Замените «ужасного мороза» на «сильного холода» в части документа, которая начинается со слов «Благодаря почти сверхъестественному» и заканчивается словами «соотечественниками и союзниками.». Приведите эту часть целиком.

▶ **Документ**:
..........

Благодаря почти сверхъестественному везению Фред Даллас не был ни разу серьезно ранен, и поэтому был постоянным свидетелем боевых подвигов своих товарищей, смятения солдат в ответ на приказания идти в атаку, ужасного мороза, однообразия постоянного нахождения в траншеях перед Севастополем, ошибок в Инкерманском сражении и при штурмах Редана.

Он тяжело переживает смерть своих друзей, потери в своей дивизии, подробно сообщает о раненых, о недоразумениях в сражениях, превосходно описывает атаку Легкой бригады в Балаклавском сражении. Помимо боевых будней, в письмах много бытовых зарисовок лагерной жизни, показаны взаимоотношения между соотечественниками и союзниками.

Яркие, откровенные, эмоциональные признания британского офицера отражают истинный внутренний мир и душевные переживания одного из участников Крымской войны и осады Севастополя 1854 – 1855 гг.

Письмо 6:  Крым, 4/16 сентября 1854 г.

..........

▶ **Записи набора данных**:
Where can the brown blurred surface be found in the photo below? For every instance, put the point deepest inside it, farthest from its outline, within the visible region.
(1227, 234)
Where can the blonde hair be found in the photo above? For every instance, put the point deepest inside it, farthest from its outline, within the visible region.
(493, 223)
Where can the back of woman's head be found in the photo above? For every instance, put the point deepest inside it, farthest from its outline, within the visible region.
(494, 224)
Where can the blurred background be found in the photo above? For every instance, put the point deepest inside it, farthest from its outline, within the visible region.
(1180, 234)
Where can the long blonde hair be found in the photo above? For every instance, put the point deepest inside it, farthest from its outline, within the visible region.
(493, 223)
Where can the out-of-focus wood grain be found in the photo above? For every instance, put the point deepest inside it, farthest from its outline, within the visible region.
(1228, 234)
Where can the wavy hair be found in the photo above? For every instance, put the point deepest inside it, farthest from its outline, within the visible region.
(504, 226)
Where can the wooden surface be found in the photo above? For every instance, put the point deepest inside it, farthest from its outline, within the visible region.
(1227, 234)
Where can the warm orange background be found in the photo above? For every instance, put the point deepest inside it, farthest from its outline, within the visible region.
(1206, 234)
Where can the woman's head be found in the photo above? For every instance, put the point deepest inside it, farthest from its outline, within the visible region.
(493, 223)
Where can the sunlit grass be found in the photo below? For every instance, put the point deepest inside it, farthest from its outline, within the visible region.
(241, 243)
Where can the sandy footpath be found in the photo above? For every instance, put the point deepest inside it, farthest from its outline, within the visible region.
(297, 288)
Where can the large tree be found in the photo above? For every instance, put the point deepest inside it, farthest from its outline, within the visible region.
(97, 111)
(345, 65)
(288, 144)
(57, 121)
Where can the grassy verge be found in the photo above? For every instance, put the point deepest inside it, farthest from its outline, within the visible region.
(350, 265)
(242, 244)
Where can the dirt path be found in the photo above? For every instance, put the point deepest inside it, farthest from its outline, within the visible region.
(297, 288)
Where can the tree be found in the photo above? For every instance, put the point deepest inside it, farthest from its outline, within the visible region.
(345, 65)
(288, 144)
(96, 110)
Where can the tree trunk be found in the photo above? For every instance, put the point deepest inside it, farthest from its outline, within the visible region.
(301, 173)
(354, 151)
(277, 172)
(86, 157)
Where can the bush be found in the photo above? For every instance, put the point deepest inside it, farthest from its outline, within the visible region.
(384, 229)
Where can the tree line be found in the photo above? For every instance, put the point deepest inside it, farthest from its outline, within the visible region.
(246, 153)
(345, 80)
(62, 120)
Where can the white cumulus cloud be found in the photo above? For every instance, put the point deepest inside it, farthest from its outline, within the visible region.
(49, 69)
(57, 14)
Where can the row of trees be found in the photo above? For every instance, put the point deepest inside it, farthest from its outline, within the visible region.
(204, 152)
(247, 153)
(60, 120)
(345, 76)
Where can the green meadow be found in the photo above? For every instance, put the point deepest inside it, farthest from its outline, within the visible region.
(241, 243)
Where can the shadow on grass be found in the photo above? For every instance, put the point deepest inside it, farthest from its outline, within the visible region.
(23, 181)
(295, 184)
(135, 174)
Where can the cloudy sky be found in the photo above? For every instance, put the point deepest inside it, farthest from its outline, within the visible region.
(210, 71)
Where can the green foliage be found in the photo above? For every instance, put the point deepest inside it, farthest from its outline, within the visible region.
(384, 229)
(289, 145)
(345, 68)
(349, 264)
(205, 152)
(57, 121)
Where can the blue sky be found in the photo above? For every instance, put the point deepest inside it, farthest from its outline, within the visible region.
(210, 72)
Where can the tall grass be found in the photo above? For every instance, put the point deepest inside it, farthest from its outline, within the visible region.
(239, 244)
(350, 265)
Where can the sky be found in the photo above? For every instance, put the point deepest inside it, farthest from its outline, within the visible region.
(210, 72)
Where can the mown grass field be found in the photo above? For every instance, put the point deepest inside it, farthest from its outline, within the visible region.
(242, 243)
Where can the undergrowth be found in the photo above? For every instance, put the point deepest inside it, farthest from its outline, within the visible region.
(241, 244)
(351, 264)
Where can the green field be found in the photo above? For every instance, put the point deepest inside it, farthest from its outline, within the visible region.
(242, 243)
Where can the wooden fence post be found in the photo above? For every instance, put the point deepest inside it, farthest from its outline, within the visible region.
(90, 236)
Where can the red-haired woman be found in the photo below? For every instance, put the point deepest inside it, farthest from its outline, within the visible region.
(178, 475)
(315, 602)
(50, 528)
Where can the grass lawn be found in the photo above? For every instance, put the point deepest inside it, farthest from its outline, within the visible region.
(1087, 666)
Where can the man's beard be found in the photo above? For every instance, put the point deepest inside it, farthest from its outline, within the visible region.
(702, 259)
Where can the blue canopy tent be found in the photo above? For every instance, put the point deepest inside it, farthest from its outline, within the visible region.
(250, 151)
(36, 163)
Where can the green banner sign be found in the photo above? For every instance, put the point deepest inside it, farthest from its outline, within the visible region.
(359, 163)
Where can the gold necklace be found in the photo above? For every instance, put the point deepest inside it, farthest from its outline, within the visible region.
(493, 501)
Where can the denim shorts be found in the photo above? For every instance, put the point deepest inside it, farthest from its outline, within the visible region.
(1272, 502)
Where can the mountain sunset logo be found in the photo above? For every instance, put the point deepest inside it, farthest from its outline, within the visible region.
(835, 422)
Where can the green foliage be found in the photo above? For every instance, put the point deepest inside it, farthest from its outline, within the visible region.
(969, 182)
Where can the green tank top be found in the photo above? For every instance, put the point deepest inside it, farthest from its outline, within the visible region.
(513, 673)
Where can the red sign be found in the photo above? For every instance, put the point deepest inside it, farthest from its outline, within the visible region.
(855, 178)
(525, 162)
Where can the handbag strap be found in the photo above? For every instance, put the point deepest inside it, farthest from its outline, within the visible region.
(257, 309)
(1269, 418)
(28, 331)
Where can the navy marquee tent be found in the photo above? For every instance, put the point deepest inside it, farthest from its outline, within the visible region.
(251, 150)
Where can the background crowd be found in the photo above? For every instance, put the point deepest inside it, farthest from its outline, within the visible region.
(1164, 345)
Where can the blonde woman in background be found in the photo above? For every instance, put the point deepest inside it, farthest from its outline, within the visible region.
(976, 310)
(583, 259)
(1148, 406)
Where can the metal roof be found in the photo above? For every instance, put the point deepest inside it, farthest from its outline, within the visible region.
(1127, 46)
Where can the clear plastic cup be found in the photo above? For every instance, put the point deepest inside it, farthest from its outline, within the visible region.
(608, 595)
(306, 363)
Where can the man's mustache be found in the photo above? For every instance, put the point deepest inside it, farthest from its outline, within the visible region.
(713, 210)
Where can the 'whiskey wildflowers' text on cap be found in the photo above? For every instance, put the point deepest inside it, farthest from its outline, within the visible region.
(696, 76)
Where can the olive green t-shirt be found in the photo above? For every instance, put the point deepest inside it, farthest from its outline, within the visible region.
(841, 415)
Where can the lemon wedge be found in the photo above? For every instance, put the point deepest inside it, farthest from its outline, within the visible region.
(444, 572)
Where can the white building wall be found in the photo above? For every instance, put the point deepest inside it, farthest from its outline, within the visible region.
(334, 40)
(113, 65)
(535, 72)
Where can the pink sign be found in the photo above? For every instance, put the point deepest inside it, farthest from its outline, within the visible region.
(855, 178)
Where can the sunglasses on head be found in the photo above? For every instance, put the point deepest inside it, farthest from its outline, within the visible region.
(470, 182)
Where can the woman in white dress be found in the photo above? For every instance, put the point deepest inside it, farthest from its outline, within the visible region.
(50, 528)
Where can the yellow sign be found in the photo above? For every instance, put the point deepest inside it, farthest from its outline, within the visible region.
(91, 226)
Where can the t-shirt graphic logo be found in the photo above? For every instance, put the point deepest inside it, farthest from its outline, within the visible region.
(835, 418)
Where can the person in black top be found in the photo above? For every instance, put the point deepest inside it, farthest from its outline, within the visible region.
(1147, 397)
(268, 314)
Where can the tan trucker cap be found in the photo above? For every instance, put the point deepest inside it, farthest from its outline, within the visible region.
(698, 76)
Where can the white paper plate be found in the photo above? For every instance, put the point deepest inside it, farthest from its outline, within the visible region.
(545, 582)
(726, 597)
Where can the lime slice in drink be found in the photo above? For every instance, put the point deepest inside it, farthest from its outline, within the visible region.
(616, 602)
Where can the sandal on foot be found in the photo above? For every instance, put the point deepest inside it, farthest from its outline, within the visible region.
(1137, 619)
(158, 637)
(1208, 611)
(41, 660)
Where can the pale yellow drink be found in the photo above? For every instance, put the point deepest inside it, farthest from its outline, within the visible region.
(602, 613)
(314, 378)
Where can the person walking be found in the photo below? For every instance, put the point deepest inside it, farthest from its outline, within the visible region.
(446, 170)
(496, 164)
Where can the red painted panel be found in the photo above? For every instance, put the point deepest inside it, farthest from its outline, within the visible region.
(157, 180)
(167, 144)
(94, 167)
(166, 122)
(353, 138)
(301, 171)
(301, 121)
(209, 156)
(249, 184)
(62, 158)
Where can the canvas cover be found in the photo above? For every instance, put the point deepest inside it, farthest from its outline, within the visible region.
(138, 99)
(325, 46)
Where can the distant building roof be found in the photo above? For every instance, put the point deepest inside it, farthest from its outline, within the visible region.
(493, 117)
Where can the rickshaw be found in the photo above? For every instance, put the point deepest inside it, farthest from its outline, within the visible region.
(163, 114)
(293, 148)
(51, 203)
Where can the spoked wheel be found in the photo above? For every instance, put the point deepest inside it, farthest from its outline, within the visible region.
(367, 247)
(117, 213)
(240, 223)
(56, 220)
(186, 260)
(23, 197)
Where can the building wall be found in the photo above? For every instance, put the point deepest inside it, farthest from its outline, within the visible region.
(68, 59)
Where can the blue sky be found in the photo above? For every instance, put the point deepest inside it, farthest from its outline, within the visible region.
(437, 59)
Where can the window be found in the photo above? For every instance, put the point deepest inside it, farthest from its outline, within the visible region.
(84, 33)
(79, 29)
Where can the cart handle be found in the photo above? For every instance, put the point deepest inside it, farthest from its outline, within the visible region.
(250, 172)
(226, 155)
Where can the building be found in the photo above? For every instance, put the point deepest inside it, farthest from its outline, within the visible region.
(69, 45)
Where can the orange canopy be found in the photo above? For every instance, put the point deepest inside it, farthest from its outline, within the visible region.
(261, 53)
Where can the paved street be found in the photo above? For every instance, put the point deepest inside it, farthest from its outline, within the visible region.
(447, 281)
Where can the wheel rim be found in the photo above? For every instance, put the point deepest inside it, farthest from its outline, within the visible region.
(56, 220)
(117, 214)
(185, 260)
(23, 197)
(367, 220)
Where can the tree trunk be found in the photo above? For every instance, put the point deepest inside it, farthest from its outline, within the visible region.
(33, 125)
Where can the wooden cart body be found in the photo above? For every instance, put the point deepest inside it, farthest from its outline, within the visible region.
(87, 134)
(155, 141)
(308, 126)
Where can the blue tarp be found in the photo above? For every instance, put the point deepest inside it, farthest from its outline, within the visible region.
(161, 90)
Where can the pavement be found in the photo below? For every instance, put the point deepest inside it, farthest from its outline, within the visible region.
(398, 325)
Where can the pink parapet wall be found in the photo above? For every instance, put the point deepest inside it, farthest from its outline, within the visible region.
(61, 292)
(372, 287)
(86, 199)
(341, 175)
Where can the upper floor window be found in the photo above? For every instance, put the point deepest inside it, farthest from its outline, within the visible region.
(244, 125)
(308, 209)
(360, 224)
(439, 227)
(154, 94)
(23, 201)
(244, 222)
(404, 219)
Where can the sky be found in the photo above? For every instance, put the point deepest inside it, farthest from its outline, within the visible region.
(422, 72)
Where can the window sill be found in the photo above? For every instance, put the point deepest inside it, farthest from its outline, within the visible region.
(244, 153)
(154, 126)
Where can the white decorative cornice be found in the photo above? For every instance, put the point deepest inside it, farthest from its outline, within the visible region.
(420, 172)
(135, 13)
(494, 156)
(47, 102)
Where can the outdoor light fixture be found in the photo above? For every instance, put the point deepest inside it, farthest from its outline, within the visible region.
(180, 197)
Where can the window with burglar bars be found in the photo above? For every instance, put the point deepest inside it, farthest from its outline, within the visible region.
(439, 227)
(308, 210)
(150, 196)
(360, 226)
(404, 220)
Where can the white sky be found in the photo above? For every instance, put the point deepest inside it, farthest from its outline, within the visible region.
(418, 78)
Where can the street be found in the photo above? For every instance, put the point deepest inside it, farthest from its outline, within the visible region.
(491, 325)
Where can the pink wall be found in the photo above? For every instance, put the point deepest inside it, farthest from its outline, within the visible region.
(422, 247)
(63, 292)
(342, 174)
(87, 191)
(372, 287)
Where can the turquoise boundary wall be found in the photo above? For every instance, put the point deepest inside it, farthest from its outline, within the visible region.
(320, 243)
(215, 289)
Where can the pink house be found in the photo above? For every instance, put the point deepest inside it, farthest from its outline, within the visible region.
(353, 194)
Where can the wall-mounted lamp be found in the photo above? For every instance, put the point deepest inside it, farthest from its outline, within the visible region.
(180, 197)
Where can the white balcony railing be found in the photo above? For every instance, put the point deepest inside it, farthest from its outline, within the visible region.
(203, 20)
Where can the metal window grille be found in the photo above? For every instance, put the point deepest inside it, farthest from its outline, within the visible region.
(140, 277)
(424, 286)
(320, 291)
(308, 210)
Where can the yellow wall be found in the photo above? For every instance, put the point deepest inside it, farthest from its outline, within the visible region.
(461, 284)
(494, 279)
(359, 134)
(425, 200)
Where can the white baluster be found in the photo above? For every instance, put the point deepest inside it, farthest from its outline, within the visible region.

..........

▶ **Результат**:
Благодаря почти сверхъестественному везению Фред Даллас не был ни разу серьезно ранен, и поэтому был постоянным свидетелем боевых подвигов своих товарищей, смятения солдат в ответ на приказания идти в атаку, сильного холода, однообразия постоянного нахождения в траншеях перед Севастополем, ошибок в Инкерманском сражении и при штурмах Редана.

Он тяжело переживает смерть своих друзей, потери в своей дивизии, подробно сообщает о раненых, о недоразумениях в сражениях, превосходно описывает атаку Легкой бригады в Балаклавском сражении. Помимо боевых будней, в письмах много бытовых зарисовок лагерной жизни, показаны взаимоотношения между соотечественниками и союзниками.